(The problem): Copy exactly the stretch of lines from the one holding "TARGET = blue skirt" through the last line of the data below, inclusive. Leave out pictures.

::: Extracted records

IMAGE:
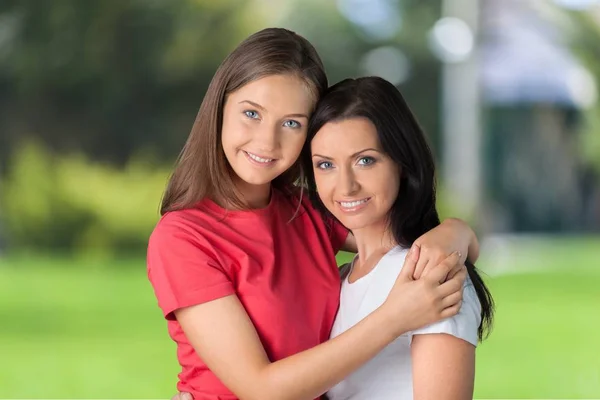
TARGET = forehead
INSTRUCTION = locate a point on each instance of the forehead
(345, 137)
(277, 93)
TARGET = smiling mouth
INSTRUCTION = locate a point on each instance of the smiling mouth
(355, 205)
(259, 160)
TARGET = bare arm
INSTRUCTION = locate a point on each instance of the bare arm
(224, 337)
(443, 367)
(451, 235)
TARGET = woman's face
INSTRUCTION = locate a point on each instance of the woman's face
(264, 127)
(356, 180)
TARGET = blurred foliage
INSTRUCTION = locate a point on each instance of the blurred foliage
(585, 32)
(71, 204)
(110, 77)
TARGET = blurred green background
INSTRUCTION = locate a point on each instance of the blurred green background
(97, 98)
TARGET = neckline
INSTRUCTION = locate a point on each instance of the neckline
(370, 273)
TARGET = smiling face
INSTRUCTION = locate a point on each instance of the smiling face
(264, 127)
(356, 180)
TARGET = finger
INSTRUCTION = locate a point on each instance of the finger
(422, 263)
(431, 263)
(440, 271)
(453, 285)
(410, 262)
(451, 311)
(452, 300)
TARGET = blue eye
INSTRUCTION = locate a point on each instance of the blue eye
(251, 114)
(324, 165)
(366, 161)
(292, 124)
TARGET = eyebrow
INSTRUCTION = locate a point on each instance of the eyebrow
(253, 104)
(352, 156)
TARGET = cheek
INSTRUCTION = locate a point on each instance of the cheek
(292, 143)
(233, 133)
(325, 187)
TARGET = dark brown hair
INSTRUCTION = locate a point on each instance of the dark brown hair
(414, 212)
(202, 169)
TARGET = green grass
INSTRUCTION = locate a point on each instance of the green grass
(75, 329)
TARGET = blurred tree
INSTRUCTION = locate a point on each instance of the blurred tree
(111, 76)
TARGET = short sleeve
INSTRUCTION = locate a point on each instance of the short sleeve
(181, 269)
(463, 325)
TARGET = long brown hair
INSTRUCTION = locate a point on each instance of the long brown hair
(202, 169)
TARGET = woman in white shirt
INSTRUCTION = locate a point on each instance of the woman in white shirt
(369, 165)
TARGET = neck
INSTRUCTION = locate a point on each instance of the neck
(373, 239)
(254, 196)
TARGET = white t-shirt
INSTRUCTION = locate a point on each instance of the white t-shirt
(389, 374)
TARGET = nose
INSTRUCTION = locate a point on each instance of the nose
(347, 183)
(267, 139)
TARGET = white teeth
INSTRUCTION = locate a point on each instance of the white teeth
(351, 204)
(259, 159)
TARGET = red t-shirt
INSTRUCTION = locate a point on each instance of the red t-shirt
(284, 273)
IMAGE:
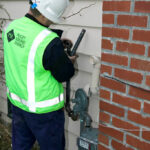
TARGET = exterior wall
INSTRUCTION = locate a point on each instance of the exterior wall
(125, 81)
(84, 14)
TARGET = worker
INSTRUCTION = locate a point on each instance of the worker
(35, 67)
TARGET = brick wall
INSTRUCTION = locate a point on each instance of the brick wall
(125, 76)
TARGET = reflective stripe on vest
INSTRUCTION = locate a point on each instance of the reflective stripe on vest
(30, 69)
(42, 104)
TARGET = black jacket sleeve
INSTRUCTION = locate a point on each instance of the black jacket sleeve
(56, 60)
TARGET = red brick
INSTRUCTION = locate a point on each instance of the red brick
(129, 20)
(146, 134)
(129, 75)
(142, 6)
(103, 139)
(115, 33)
(141, 35)
(107, 69)
(104, 117)
(107, 44)
(140, 93)
(139, 64)
(138, 118)
(132, 48)
(146, 108)
(101, 147)
(115, 59)
(112, 84)
(141, 145)
(148, 80)
(119, 146)
(112, 109)
(111, 132)
(105, 94)
(116, 6)
(127, 101)
(108, 19)
(127, 127)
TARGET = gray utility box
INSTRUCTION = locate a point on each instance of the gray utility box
(88, 139)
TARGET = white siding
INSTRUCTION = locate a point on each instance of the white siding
(89, 18)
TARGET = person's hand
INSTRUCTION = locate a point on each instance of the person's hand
(73, 58)
(67, 44)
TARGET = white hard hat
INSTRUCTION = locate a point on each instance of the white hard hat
(51, 9)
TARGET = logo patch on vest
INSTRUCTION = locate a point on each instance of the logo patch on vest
(10, 35)
(20, 40)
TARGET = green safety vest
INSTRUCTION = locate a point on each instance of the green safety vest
(29, 86)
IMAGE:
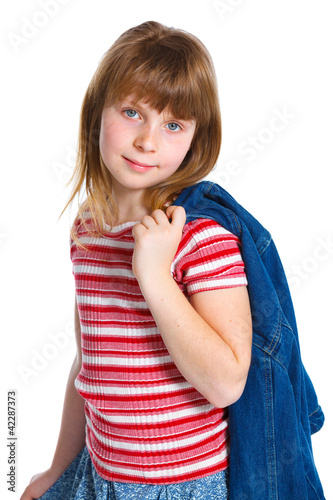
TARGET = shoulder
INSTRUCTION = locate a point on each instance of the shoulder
(206, 230)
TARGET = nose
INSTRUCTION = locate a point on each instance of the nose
(146, 139)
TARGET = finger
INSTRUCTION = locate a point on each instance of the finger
(148, 221)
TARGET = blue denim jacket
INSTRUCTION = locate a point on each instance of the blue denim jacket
(271, 424)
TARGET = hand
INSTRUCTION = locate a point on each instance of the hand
(39, 485)
(156, 243)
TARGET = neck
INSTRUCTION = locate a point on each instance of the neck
(130, 205)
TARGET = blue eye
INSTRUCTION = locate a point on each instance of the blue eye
(173, 126)
(130, 113)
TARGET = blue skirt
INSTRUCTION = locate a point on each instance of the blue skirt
(80, 481)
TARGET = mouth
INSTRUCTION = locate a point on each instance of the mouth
(138, 166)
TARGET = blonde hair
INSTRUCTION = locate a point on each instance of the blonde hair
(170, 69)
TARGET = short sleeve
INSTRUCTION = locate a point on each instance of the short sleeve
(208, 258)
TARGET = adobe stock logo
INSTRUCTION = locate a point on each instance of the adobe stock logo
(39, 19)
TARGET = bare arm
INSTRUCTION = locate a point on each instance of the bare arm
(210, 337)
(72, 430)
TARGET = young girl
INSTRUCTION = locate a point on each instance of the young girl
(162, 315)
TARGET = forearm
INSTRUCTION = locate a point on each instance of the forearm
(205, 360)
(72, 430)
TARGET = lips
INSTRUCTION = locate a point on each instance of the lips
(138, 166)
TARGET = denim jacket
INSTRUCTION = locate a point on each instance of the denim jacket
(271, 424)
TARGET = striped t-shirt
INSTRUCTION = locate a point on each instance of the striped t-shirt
(144, 422)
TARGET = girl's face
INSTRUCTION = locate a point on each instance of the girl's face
(141, 147)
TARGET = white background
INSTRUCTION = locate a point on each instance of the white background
(271, 57)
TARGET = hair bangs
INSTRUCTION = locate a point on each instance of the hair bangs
(164, 79)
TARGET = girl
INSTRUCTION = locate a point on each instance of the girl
(162, 315)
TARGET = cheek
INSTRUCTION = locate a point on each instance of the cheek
(109, 140)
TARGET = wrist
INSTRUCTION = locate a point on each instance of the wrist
(156, 284)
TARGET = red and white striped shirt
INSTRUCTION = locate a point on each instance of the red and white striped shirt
(145, 422)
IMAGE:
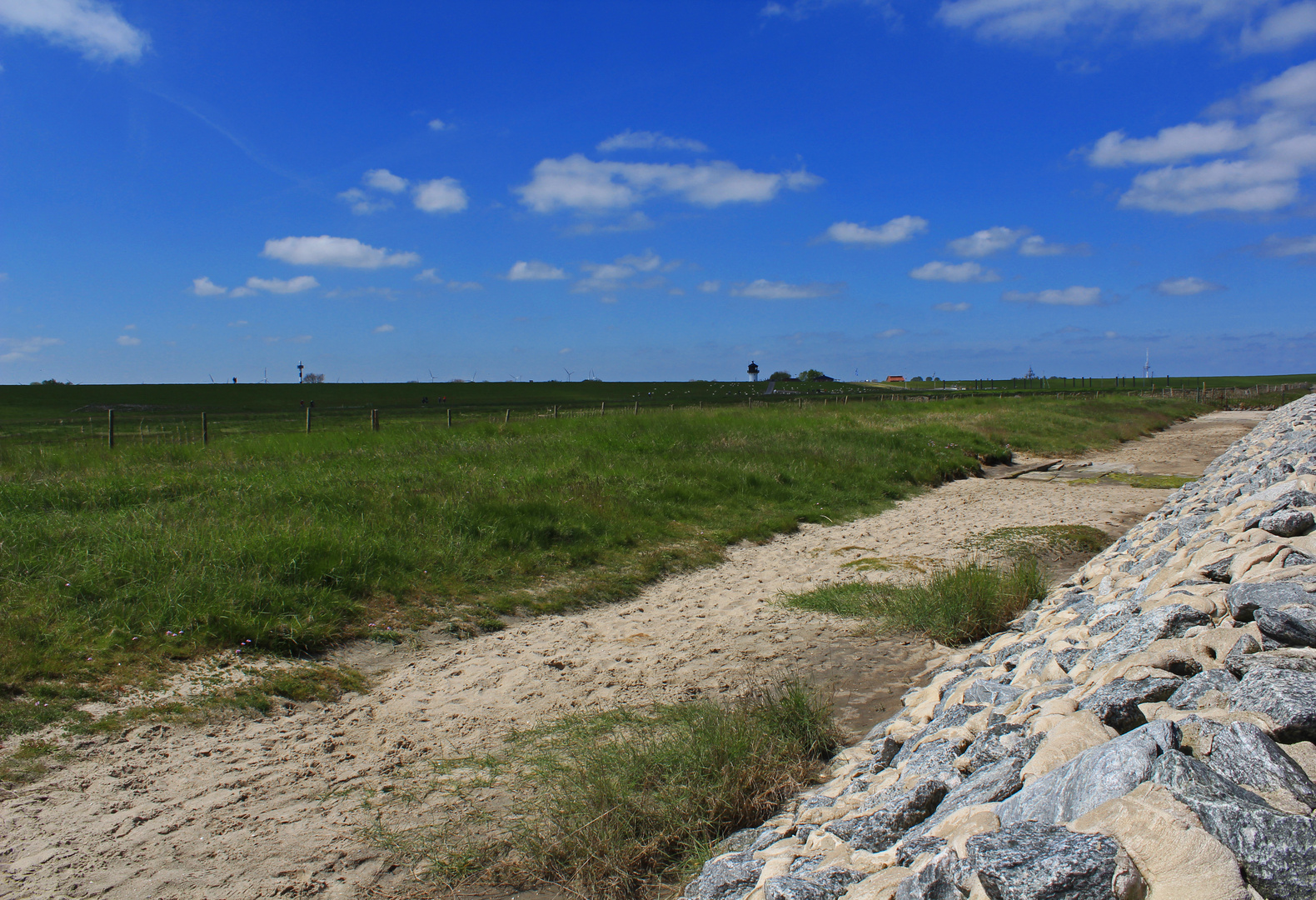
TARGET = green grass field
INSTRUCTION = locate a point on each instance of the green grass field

::::::

(Answer below):
TARGET = blue skirt
INSTRUCTION = locate a point on each instance of the blue skirt
(80, 481)
TARGET = mouth
INSTRUCTION = locate a point on each instance of the mouth
(138, 166)
TARGET = blonde hair
INSTRUCTION = locate a point on each instance of the blonde hair
(170, 69)
TARGET = short sleeve
INSTRUCTION = locate a point on each instance of the short sleeve
(208, 258)
TARGET = adobe stock logo
INSTRUCTION = locate a point on each instance of the adobe stock logo
(39, 19)
TARGET = bare arm
INSTRUCTION = locate a point on each instance of the bare arm
(210, 337)
(72, 430)
TARGET = young girl
INSTRUCTION = locate a point on each instance of the young girl
(162, 315)
TARGET = forearm
INSTRUCTION = locate a point on each instance of the forearm
(205, 360)
(72, 430)
TARGET = lips
INSTRUCTION = locate a point on each instance of the lips
(138, 166)
TARGET = denim jacket
INSTRUCTION = locate a point on each instance of the denim jacket
(271, 424)
TARGET = striped t-shirt
INSTRUCTION = locate a point on each instance of the striped t-shirt
(144, 422)
TARGET = girl's face
INSTRUCTION = locate a point on each instance of the girl's face
(141, 147)
TARGET = white background
INSTRUCTION = locate a point on each instance of the white background
(271, 57)
TARGET = hair bangs
INSTRUCTION = locate a point on each instance of the hair bangs
(164, 79)
TARGET = girl
INSTRUCTION = locate a point on each instance of the girl
(162, 315)
TARGET = cheek
INSTRUCTION = locate a point on each instance of the cheek
(109, 140)
TARGET = wrist
INSTRUCTION = locate a point on each instance of the wrist
(156, 284)
TARGET = red and white striped shirt
INSTRUCTION = locate a point on each instance of the red and white striped shirt
(145, 422)
IMAGE:
TARGET = green grass field
INSTRUCTION = locate a point on each instance of the green grass field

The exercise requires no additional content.